What the task requires -> Lay out the data below as a Markdown table with the columns Row and Line, one non-blank line per row, numbered in order. Leave out the pictures.

── Data section

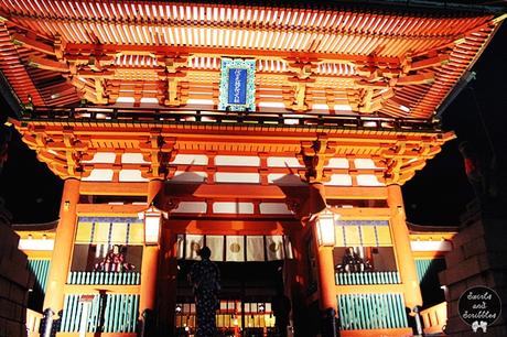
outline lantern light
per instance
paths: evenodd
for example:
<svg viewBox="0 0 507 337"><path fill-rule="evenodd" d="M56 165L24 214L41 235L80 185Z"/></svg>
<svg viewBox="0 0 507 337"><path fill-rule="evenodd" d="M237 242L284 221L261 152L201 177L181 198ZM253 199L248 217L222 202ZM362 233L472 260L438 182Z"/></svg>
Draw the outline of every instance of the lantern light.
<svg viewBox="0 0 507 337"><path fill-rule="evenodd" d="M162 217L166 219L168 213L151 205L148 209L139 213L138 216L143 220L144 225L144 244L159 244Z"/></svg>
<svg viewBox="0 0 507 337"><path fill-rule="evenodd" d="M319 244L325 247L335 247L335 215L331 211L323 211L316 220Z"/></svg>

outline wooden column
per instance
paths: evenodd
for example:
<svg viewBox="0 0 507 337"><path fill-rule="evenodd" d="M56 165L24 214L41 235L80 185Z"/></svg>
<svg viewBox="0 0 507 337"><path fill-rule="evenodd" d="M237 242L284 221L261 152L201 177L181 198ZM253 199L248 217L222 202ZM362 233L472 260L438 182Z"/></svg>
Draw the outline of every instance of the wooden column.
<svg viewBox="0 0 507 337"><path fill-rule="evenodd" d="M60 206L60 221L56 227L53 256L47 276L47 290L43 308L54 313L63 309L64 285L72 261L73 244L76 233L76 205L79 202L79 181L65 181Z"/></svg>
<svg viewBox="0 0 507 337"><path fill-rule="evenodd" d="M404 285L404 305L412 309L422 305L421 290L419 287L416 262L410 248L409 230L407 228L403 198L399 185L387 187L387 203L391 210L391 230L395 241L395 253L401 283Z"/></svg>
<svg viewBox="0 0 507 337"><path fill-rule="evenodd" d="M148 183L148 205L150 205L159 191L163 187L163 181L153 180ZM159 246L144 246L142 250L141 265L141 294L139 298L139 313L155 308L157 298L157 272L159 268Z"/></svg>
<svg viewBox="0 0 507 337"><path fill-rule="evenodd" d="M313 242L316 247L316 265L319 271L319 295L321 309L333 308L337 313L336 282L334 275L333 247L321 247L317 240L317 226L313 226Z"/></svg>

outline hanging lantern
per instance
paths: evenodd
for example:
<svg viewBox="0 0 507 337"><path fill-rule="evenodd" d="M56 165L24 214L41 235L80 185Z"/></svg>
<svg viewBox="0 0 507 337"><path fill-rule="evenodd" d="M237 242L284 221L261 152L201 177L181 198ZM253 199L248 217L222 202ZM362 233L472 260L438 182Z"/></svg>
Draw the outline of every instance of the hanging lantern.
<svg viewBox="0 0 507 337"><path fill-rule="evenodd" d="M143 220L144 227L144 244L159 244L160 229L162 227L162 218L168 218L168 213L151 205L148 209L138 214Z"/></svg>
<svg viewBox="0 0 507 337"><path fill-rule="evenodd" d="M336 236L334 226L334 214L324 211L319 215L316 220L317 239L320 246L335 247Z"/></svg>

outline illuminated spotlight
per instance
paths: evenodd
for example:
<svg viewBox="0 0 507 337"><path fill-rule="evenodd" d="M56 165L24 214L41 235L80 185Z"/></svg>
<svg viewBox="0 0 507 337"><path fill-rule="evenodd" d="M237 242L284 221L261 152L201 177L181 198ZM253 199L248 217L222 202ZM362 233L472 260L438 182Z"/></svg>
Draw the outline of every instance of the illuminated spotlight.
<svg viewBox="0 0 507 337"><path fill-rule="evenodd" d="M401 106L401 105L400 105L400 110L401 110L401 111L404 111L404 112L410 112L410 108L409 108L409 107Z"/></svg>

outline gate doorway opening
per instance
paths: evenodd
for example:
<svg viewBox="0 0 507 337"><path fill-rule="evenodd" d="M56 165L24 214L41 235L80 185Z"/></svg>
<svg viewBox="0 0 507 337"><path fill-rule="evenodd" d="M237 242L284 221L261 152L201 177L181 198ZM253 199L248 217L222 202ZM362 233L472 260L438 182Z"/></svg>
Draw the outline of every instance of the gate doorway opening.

────

Reply to the exercise ->
| Row | Line |
|---|---|
| 1 | outline lantern light |
| 2 | per instance |
| 3 | paths: evenodd |
| 4 | for example: |
| 5 | <svg viewBox="0 0 507 337"><path fill-rule="evenodd" d="M56 165L24 214L41 235L80 185Z"/></svg> |
| 6 | <svg viewBox="0 0 507 337"><path fill-rule="evenodd" d="M237 242L284 221L261 152L201 177L181 198ZM253 199L248 217L222 202ZM362 233L472 260L438 182Z"/></svg> |
| 7 | Draw the outline of every instance of the lantern light. |
| 8 | <svg viewBox="0 0 507 337"><path fill-rule="evenodd" d="M162 217L166 219L168 213L151 205L148 209L139 213L138 216L143 220L144 225L144 244L159 244Z"/></svg> |
| 9 | <svg viewBox="0 0 507 337"><path fill-rule="evenodd" d="M319 244L325 247L335 247L335 215L331 211L323 211L316 220Z"/></svg> |
| 10 | outline wooden column |
| 11 | per instance |
| 12 | paths: evenodd |
| 13 | for example: |
| 14 | <svg viewBox="0 0 507 337"><path fill-rule="evenodd" d="M56 165L24 214L41 235L80 185Z"/></svg> |
| 15 | <svg viewBox="0 0 507 337"><path fill-rule="evenodd" d="M237 242L284 221L261 152L201 177L181 198ZM253 199L248 217L222 202ZM362 233L472 260L438 182Z"/></svg> |
| 16 | Draw the outline of every instance of the wooden column. |
| 17 | <svg viewBox="0 0 507 337"><path fill-rule="evenodd" d="M60 206L60 221L56 227L53 256L47 276L47 290L43 308L54 313L63 309L64 285L72 261L73 244L76 233L76 205L79 202L79 181L65 181Z"/></svg> |
| 18 | <svg viewBox="0 0 507 337"><path fill-rule="evenodd" d="M404 285L404 305L412 309L422 305L421 290L419 287L416 262L410 248L409 230L407 228L403 198L399 185L387 187L387 203L391 210L391 230L395 241L395 253L401 283Z"/></svg> |
| 19 | <svg viewBox="0 0 507 337"><path fill-rule="evenodd" d="M148 183L148 205L150 205L159 191L163 187L163 181L153 180ZM159 246L144 246L142 250L141 265L141 294L139 298L139 313L155 308L157 298L157 272L159 268Z"/></svg> |
| 20 | <svg viewBox="0 0 507 337"><path fill-rule="evenodd" d="M313 242L316 247L316 265L319 271L319 295L321 309L333 308L337 313L336 282L334 275L333 247L321 247L317 240L317 226L313 226Z"/></svg> |
| 21 | outline hanging lantern |
| 22 | per instance |
| 23 | paths: evenodd |
| 24 | for example: |
| 25 | <svg viewBox="0 0 507 337"><path fill-rule="evenodd" d="M56 165L24 214L41 235L80 185Z"/></svg> |
| 26 | <svg viewBox="0 0 507 337"><path fill-rule="evenodd" d="M237 242L284 221L261 152L201 177L181 198ZM253 199L248 217L222 202ZM362 233L472 260L438 182Z"/></svg> |
| 27 | Draw the outline of every instance of the hanging lantern. |
| 28 | <svg viewBox="0 0 507 337"><path fill-rule="evenodd" d="M143 220L144 227L144 244L159 244L160 229L162 227L162 218L168 218L168 213L151 205L148 209L138 214Z"/></svg> |
| 29 | <svg viewBox="0 0 507 337"><path fill-rule="evenodd" d="M336 236L334 226L334 214L324 211L319 215L316 220L317 239L320 246L335 247Z"/></svg> |
| 30 | outline illuminated spotlight |
| 31 | per instance |
| 32 | paths: evenodd |
| 33 | for example: |
| 34 | <svg viewBox="0 0 507 337"><path fill-rule="evenodd" d="M56 165L24 214L41 235L80 185Z"/></svg> |
| 35 | <svg viewBox="0 0 507 337"><path fill-rule="evenodd" d="M237 242L284 221L261 152L201 177L181 198ZM253 199L248 217L222 202ZM362 233L472 260L438 182Z"/></svg> |
| 36 | Draw the outline of every instance of the illuminated spotlight. |
| 37 | <svg viewBox="0 0 507 337"><path fill-rule="evenodd" d="M401 106L401 105L400 105L400 110L401 110L401 111L404 111L404 112L410 112L410 108L409 108L409 107Z"/></svg> |
| 38 | outline gate doorway opening |
| 39 | per instance |
| 40 | paths: evenodd |
| 41 | for example: |
| 42 | <svg viewBox="0 0 507 337"><path fill-rule="evenodd" d="M56 165L24 214L41 235L80 185Z"/></svg> |
| 43 | <svg viewBox="0 0 507 337"><path fill-rule="evenodd" d="M237 242L284 221L261 152L201 177L181 198ZM253 199L248 217L222 202ZM362 233L472 260L438 182Z"/></svg> |
| 44 | Draw the outline of every instance of the gate doorway opening. |